> _PROBLEM DETAILS_: Copy out, word for word, the entries from the line with "Note to the class: find the white" up to and including the line with "pixel 640 449", and leave the pictures out of your answer.

> _DATASET RECORDS_:
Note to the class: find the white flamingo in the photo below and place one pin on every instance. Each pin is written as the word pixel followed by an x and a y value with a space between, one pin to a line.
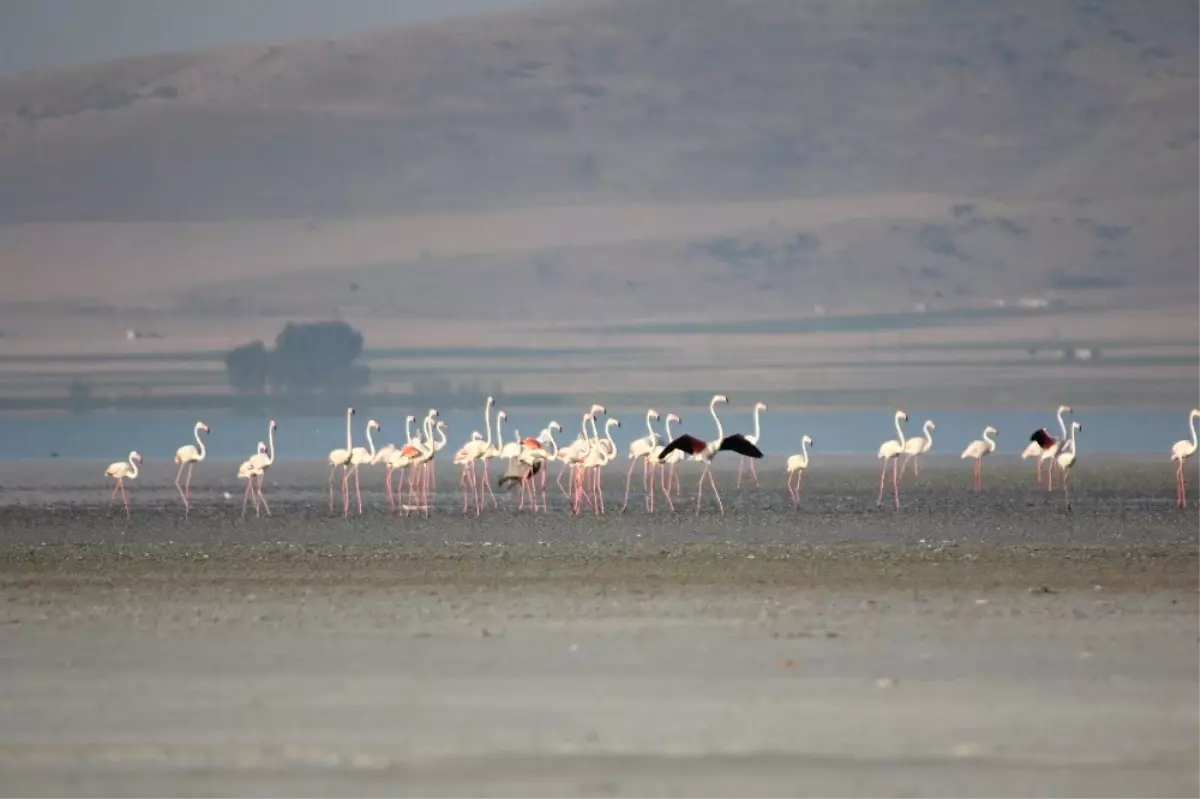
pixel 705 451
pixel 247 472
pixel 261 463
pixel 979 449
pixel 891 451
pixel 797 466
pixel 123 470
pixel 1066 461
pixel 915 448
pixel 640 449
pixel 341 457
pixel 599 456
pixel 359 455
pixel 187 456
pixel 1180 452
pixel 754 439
---
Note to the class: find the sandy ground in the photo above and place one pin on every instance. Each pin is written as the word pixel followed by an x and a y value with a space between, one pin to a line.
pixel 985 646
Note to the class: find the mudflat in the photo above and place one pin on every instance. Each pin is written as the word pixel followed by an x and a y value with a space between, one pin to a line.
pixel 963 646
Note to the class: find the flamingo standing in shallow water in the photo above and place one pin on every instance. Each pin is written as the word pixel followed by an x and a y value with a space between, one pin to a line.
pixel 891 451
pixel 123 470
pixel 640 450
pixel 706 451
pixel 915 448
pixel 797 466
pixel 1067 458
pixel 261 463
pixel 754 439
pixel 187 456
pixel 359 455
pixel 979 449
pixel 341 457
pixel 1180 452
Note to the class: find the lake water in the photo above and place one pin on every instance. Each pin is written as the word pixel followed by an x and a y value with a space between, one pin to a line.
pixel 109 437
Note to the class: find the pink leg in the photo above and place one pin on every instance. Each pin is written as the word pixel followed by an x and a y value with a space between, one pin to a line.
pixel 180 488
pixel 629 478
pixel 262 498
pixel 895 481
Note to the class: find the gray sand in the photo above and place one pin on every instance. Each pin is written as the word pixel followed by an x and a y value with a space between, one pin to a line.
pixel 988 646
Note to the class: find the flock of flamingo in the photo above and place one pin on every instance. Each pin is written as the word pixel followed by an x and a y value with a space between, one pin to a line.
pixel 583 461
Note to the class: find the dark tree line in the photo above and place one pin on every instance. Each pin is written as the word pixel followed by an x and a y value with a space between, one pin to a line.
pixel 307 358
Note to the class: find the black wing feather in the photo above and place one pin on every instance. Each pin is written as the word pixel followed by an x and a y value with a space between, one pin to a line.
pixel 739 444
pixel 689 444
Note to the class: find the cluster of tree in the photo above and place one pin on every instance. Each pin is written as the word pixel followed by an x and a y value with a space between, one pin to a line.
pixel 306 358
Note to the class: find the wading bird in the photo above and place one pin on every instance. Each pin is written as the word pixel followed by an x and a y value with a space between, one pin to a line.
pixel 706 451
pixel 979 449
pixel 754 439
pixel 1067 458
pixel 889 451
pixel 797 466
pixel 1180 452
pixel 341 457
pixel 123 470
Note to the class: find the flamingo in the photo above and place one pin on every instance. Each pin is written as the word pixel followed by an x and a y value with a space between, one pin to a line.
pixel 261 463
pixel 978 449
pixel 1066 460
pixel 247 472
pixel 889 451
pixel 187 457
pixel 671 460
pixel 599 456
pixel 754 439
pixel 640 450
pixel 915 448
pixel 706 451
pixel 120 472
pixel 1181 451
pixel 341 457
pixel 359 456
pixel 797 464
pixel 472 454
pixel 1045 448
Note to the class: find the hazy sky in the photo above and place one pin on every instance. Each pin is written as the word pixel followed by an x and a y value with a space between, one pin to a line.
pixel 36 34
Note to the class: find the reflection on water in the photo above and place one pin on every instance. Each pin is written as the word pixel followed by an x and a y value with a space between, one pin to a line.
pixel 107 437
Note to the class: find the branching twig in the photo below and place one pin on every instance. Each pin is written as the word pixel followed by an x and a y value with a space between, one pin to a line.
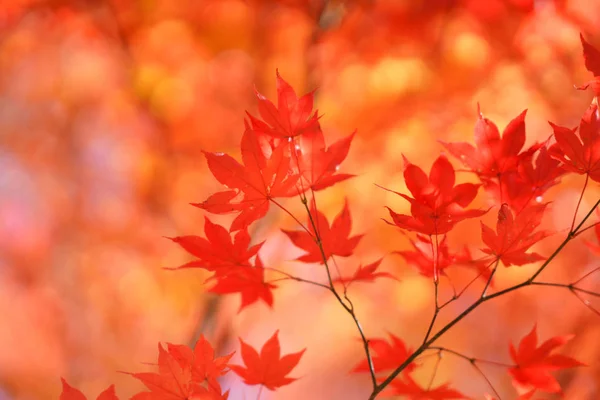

> _EXERCISE OUTPUT_:
Note to the class: find the white flamingo in the photo below and place one pin on every instance. Each pin is written as the word pixel followed by an x and a y value with a space between, one pin to a line.
pixel 705 451
pixel 247 472
pixel 261 463
pixel 979 449
pixel 891 451
pixel 797 466
pixel 123 470
pixel 1066 461
pixel 915 448
pixel 640 449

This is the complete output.